— Start of PROVIDED DATA —

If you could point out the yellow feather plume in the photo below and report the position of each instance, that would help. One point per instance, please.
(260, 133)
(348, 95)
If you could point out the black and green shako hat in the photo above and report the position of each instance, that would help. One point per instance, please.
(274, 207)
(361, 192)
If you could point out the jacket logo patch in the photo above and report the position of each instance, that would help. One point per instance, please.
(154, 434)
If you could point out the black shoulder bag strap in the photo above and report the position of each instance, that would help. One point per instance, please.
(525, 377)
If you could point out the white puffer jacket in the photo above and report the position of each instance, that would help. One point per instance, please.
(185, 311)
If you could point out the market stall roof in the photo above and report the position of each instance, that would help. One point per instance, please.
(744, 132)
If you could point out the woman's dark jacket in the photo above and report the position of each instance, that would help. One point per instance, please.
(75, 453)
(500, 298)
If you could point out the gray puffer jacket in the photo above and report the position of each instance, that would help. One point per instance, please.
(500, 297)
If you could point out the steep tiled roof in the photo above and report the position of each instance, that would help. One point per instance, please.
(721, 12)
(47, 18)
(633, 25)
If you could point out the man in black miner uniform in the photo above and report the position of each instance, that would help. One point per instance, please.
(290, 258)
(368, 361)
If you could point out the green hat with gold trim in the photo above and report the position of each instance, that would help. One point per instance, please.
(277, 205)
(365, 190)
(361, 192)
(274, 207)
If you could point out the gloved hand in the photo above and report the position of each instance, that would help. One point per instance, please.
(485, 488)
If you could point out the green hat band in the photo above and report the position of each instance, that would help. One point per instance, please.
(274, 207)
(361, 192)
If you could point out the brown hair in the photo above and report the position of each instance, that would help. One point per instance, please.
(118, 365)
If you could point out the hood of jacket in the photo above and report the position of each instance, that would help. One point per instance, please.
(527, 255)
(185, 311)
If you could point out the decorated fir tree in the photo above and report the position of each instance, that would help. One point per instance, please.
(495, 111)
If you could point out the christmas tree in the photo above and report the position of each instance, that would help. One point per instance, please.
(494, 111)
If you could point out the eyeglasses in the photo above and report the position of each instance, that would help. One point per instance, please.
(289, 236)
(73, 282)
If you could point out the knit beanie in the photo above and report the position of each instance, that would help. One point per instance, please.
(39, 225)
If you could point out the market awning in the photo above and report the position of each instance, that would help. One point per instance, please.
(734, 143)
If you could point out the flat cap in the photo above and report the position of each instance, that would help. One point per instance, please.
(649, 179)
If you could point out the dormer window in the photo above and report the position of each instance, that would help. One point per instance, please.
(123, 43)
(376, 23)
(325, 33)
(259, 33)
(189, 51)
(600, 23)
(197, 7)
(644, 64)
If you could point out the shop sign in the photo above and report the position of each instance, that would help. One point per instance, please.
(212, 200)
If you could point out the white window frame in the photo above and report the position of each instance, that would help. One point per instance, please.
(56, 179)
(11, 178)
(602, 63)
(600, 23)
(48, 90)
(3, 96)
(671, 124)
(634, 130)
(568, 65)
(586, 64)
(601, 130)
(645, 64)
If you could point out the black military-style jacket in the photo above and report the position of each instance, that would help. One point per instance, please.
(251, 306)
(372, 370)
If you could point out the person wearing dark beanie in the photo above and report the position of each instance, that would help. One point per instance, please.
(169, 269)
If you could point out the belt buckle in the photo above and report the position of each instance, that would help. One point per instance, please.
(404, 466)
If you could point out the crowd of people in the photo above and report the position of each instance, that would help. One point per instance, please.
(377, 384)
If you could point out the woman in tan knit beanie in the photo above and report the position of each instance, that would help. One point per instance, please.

— End of PROVIDED DATA —

■ **EXERCISE BRIEF**
Which lines run from the one containing "If you could point out the knit" to the end of the entries above? Quote exactly those, and only those.

■ **TASK SOLUTION**
If you could point out the knit beanie in the photo above and report the position of each instance, that would help. One point per instance, please.
(39, 225)
If you could point out the market awning in the photo above and report the position of each instance, that would help. One point per instance, please.
(734, 143)
If you could point out the flat cap in the photo above and report the position of each instance, that would help. One point per instance, please.
(649, 179)
If you could point out the dormer window in the photo above and report the position of each instance, that would help. One point per instance, please.
(123, 43)
(376, 23)
(325, 33)
(259, 33)
(189, 51)
(600, 23)
(197, 7)
(644, 64)
If you could point out the shop sign in the photo above and report the position of each instance, that would help. One point per instance, please.
(212, 200)
If you could point out the white window frame in the photo above and report the position of each instance, that would help. One point per instance, please.
(56, 179)
(11, 178)
(602, 63)
(600, 23)
(48, 90)
(3, 96)
(671, 124)
(634, 130)
(568, 65)
(586, 64)
(601, 130)
(645, 64)
If you could point out the black military-style jacket in the photo above and report the position of each instance, that would help. One point per instance, please.
(251, 306)
(372, 370)
If you could point out the person wearing dark beanie in the photo above and report the position of each instance, that would help. One point per instance, please.
(169, 269)
If you could point out the belt buckle in the photo above and report the position of each instance, that would help. One point per instance, please.
(404, 466)
If you could point out the crowd of people in the photo above and report the position of each instance, that would help. One point per instance, please.
(377, 384)
If you could point out the woman in tan knit beanie in the photo above and report the position of each instance, that would help. One point per instance, please.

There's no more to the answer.